• SET TASKS
**A.** In the Pell Grant article, how much in Pell Grant funds has been handed out to CMU students so far this academic year?
**B.** Extend the Pell Grant article with a few more sentences, starting after its final sentence.

• EXTRACT

══════════════════════════════

Berman said unlike Michigan’s constitution, which mandates all bills must pertain to one topic, it is common in Washington politics to include many topics in one super-bill.

“If you look over the years, you see it’s very common to have a number of topics that have nothing to do with each other in the same bill,” she said.

Fleming said CMU students who receive Pell Grants will still benefit from the reformed system. The money saved from eliminating banks in loan processes will be reallocated to expand funding for the federal Pell Grant program.

If the legislation was not approved, the Obama administration reported an estimated 500,000 students who would otherwise have to be cut from the program and the award reduced by roughly $2,150.

Fleming said the Pell Grant program is currently “running at an $18 billion deficit because it’s not an entitlement program.”

“Congress has to appropriate money for it,” she said.

She said $23.9 million has been handed out to 6,517 CMU students so far this academic year in Pell Grant funds.

══════════════════════════════

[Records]

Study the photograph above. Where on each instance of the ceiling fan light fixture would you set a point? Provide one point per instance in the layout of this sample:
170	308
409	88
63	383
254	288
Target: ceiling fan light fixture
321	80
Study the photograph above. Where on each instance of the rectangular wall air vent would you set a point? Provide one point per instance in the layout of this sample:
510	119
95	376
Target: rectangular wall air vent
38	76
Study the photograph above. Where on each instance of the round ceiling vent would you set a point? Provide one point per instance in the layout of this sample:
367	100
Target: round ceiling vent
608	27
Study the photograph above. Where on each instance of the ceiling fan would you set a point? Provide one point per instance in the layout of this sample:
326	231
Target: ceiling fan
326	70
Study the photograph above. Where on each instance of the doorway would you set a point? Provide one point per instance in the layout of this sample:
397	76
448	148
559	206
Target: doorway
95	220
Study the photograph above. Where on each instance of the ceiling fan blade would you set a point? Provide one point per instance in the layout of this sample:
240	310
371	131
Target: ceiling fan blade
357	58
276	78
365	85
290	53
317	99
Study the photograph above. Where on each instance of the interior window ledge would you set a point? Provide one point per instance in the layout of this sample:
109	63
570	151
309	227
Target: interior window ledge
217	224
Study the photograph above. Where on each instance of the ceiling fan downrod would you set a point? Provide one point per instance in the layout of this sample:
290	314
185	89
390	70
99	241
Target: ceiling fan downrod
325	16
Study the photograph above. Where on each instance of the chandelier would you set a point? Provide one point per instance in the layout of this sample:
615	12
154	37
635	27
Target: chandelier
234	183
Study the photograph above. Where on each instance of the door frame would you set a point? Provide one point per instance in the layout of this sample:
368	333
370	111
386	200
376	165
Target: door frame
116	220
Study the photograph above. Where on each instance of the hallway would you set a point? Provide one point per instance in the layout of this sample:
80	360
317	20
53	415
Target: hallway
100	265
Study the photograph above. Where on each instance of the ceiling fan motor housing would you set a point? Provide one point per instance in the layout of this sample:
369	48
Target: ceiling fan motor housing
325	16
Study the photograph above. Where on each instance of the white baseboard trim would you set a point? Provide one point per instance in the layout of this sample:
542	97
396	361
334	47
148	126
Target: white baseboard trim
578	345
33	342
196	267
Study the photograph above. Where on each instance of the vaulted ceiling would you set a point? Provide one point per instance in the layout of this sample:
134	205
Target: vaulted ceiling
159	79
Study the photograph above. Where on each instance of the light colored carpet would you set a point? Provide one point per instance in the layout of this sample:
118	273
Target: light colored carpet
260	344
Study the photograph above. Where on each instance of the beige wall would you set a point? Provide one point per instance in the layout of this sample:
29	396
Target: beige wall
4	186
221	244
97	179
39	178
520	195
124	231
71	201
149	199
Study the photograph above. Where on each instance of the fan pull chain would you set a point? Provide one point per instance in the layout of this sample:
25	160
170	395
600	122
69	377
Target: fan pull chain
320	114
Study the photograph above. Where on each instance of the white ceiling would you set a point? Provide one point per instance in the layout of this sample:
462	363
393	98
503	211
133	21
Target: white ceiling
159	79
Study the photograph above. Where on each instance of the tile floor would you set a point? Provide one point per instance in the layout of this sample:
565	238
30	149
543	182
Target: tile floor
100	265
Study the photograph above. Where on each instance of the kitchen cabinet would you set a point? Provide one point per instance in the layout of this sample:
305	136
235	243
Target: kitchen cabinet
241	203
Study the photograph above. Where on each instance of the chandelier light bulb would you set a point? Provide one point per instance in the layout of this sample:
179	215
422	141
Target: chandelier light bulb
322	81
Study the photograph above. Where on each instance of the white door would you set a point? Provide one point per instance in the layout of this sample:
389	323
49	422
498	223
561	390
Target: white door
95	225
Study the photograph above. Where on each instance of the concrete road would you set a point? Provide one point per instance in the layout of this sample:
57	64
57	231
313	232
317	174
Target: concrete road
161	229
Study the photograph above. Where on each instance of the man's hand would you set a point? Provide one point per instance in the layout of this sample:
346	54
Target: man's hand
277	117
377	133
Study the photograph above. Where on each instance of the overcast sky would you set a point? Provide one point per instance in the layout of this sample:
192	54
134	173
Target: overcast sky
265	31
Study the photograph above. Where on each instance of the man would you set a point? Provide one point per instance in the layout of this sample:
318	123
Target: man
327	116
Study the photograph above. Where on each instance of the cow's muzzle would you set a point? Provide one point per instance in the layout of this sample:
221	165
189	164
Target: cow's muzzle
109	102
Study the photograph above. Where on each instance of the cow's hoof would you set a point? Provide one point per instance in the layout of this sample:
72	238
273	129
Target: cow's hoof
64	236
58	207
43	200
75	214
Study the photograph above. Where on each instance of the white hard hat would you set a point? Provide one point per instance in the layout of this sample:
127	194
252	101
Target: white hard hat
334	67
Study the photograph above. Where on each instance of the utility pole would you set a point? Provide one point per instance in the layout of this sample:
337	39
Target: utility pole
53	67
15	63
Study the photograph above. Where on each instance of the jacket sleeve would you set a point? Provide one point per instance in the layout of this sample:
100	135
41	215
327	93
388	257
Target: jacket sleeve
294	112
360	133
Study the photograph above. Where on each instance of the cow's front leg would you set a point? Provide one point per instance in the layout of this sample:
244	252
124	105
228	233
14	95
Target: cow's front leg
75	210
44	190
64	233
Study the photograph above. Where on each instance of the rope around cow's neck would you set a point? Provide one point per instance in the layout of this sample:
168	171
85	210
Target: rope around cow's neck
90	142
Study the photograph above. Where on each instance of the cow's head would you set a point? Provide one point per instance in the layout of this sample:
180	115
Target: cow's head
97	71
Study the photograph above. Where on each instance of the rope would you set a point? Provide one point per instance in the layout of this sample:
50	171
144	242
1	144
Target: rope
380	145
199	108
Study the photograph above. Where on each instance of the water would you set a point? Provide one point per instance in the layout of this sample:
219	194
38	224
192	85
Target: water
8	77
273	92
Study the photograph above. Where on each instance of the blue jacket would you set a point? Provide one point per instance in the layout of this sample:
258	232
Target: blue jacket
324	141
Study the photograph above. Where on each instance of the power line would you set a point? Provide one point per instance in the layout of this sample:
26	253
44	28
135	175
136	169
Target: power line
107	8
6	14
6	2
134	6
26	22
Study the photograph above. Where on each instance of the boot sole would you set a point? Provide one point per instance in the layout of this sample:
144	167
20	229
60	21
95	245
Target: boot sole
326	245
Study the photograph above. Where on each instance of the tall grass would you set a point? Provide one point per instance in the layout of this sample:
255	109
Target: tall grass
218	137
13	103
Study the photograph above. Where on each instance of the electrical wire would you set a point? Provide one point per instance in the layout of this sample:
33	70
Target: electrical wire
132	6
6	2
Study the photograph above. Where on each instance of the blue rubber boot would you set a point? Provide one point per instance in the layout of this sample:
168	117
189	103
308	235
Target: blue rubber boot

══════════════════════════════

• RESULTS BY TASK
**A.** $23.9 million, handed out to 6,517 CMU students.

**B.**
“Last year, including summer, we had 5,060 students get a Pell Grant (costing) $15,933,500,” Fleming said. “We’re already at 6,517 (students) and we’re at $23 million. What that says is that we have a lot more families who, because of plant closings, downsizing, recession, lay-offs, are qualified for federal Pell Grants. That’s a huge increase in Pell Grant eligibility.”

In addition to reforming the distribution process, the health care legislation also included provisions to make repaying loans easier.

For individuals who take out new loans after July 1, 2014, only 10 percent of their income will have to be devoted to loan repayment, down from the current 15 percent. Loan forgiveness also will set in for those who keep up their payments for 20 years, a reduction from the current 25-year requirement.